Rewrite the part of the Hadoop-on-Kubernetes page starting with "Multi tenancy (multiple" and going on through "definition is needed.", changing "kubedns" to "CoreDNS".

Passage shown:
==================================================

!Archived!

This project is archived. Originally it was part of the https://github.com/flokkr project, but it's no longer maintained.

Hadoop cluster on kubernetes

Example kubernetes definition for the flokkr docker images.

Topic	Solution
Configuration management
Source of config files:	Kubernetes configuration object.
Configuration preprocessing:	No.
Automatic restart on config change:	No.
Provisioning and scheduling
Multihost support	Yes.
Requirements on the hosts	Full kubernetes cluster.
Definition of the containers per host	Kubernetes resource definition.
Scheduling (find hosts with available resource)	Yes. But because the kubernetes limitations, only Stateful Sets are used.
Failover on host crash	Yes
Scale up/down:	Yes, with kubernetes.
Multi tenancy (multiple cluster)	Yes.
Network
Network between containers	Kubernetes network.
DNS	Yes, kubedns based.
Service discovery	Based on dns.
Data locality	N/A
Availability of the ports	Ingress definition is needed.

You need a kubernetes cluster. The easiest way is just using a provider (eg. GCE)

Upload the predefined configuration with:

kubectl apply -f config.yaml

kubectl apply -f hdfs.yaml

==================================================

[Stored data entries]

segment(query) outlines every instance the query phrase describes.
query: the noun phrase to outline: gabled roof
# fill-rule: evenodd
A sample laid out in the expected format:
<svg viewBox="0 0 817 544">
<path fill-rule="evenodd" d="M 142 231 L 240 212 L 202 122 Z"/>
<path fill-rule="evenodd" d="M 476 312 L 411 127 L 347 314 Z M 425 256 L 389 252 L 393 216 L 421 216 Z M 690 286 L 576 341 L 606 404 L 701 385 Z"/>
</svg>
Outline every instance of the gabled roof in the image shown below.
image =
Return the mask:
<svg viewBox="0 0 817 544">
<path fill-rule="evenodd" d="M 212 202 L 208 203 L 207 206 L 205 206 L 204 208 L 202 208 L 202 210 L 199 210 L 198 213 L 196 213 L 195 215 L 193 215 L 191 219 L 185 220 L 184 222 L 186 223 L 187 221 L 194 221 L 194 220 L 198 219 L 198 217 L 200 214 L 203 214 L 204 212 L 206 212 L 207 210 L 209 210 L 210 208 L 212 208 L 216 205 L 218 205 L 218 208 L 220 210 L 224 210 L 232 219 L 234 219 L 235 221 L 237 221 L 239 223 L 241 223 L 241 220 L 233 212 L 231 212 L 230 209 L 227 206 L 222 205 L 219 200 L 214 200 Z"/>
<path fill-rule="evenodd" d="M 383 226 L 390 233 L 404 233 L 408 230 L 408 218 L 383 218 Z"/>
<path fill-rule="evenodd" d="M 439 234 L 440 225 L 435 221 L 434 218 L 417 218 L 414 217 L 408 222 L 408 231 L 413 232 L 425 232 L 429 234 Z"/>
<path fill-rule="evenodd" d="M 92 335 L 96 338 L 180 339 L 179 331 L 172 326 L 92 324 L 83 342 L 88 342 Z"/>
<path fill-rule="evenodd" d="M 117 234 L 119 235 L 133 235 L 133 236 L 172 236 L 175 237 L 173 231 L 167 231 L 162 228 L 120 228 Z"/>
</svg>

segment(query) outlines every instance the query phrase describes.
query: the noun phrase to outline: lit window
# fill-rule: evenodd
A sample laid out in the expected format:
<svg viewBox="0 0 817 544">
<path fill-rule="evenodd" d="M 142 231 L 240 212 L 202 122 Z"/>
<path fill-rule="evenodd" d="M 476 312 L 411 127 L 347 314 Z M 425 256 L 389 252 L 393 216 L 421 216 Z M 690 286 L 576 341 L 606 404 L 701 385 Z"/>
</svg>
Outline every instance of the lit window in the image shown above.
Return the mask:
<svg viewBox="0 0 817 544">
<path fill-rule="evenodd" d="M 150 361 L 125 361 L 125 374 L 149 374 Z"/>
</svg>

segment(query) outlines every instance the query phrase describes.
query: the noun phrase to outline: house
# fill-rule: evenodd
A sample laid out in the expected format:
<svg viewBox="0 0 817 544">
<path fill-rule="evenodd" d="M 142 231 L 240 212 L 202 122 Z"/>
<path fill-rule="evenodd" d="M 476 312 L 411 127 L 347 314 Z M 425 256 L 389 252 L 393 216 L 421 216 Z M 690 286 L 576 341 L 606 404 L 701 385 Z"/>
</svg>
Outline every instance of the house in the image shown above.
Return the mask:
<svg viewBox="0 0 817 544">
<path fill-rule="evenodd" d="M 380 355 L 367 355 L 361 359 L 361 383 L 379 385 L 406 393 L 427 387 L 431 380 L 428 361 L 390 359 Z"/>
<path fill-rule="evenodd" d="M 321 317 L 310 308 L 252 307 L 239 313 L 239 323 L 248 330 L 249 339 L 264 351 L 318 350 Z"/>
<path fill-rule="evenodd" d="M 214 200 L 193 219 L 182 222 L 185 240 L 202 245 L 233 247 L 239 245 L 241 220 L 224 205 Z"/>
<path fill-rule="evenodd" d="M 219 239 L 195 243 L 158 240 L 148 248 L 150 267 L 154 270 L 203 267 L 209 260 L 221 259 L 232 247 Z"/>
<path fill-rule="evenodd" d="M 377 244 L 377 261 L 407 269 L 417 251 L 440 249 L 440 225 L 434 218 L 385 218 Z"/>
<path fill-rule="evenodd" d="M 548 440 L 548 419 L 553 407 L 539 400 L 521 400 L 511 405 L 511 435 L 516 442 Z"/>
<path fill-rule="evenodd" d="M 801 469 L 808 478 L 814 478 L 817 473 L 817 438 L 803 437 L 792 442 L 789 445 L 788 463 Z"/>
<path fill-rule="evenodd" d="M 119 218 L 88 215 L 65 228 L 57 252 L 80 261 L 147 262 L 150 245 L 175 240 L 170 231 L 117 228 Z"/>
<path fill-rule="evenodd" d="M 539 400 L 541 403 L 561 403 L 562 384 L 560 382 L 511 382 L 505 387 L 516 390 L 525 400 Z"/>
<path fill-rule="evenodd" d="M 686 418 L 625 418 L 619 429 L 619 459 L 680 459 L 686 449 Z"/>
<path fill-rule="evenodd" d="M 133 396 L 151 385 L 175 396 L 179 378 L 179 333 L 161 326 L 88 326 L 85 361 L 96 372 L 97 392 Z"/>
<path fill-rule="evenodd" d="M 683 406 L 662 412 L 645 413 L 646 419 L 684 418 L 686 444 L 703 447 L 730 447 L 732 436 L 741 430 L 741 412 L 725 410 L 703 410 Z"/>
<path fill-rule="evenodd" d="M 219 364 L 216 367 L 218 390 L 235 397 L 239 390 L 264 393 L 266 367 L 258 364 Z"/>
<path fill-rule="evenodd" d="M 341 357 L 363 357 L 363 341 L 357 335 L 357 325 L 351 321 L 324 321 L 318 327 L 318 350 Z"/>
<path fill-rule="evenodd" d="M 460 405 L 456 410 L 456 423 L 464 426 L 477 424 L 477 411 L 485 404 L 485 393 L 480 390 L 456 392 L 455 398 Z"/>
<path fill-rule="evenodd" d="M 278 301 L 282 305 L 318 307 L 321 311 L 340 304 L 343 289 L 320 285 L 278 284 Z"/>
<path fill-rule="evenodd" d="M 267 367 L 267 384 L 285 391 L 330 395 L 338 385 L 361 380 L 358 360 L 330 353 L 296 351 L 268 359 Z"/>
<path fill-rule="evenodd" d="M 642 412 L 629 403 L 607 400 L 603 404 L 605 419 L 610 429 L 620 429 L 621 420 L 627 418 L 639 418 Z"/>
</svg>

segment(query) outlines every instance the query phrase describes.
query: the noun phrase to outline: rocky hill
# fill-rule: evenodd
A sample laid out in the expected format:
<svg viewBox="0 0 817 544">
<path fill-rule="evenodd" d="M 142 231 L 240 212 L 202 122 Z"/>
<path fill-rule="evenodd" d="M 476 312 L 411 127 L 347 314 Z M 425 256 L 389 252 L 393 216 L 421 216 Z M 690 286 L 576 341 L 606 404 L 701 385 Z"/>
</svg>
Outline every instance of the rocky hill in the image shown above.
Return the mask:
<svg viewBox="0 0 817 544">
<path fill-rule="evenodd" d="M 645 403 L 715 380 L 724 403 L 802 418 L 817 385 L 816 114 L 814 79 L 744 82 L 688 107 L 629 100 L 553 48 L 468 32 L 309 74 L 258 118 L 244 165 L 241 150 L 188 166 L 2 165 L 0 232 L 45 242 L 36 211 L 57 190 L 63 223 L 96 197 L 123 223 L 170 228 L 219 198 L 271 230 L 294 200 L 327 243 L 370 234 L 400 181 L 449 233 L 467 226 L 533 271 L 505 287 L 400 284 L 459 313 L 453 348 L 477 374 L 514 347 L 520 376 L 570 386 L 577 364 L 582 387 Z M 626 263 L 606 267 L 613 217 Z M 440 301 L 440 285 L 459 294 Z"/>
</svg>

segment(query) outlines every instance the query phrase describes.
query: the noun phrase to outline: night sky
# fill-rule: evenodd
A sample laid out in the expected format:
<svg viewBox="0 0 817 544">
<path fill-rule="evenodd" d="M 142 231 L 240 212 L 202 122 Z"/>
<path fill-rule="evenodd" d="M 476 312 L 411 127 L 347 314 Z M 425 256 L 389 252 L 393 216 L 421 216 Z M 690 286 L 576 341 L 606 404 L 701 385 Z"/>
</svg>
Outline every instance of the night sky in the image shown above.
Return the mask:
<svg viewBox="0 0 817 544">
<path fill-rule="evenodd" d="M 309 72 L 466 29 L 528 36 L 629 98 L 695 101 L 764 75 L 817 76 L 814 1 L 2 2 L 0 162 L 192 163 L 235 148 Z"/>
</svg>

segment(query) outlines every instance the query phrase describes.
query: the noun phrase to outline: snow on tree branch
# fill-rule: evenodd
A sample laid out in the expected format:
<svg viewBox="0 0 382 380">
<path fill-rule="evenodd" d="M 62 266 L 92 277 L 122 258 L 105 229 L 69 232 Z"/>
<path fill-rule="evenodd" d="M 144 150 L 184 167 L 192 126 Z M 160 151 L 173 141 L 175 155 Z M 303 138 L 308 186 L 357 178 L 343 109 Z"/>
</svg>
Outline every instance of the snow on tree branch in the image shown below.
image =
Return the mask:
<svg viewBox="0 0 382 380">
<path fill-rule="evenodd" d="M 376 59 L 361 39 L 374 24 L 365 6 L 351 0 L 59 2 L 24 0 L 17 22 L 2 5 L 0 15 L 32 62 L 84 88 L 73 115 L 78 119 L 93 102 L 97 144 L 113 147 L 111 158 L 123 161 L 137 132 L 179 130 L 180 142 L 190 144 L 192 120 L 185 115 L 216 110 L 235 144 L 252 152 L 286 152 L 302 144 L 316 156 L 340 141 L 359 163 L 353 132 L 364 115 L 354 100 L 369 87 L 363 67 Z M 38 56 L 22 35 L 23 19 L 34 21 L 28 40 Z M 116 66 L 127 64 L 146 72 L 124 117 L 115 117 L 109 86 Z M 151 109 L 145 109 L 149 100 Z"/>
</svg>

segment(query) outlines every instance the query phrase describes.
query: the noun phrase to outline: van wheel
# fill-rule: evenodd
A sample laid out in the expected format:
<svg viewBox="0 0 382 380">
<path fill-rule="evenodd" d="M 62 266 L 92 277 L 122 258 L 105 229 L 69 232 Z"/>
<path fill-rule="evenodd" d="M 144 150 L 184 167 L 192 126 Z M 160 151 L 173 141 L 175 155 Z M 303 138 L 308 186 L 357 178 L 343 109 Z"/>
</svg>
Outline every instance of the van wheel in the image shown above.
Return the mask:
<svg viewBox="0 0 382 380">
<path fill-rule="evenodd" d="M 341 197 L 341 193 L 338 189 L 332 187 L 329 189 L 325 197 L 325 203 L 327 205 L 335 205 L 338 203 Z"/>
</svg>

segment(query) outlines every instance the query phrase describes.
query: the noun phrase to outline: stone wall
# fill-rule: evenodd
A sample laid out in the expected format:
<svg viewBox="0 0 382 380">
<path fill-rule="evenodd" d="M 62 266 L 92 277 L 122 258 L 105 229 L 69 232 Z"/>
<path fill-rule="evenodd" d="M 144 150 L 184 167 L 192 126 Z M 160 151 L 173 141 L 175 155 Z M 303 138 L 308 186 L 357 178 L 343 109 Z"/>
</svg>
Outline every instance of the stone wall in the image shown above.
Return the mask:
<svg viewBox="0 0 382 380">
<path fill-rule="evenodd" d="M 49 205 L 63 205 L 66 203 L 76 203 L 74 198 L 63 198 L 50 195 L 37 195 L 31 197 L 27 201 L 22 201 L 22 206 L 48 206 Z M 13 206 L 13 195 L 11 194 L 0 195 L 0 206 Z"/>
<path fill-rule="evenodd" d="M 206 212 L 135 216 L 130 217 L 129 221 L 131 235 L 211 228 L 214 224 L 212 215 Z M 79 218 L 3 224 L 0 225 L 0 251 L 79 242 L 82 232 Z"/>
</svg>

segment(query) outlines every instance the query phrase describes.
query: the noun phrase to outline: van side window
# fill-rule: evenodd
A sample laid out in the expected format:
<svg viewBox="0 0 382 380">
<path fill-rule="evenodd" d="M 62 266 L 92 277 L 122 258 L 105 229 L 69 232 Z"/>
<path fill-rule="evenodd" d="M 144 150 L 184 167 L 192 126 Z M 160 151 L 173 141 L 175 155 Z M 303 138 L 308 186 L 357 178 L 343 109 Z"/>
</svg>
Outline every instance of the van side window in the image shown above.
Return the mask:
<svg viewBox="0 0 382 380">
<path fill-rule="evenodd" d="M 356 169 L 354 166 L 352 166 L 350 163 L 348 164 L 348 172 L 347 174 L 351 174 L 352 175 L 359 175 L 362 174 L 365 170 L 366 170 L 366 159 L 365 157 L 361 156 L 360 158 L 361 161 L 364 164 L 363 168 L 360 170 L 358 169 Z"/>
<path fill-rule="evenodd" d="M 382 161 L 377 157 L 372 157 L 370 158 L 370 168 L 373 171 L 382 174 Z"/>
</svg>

==================================================

Answer to the task:
Multi tenancy (multiple cluster)	Yes.
Network
Network between containers	Kubernetes network.
DNS	Yes, CoreDNS based.
Service discovery	Based on dns.
Data locality	N/A
Availability of the ports	Ingress definition is needed.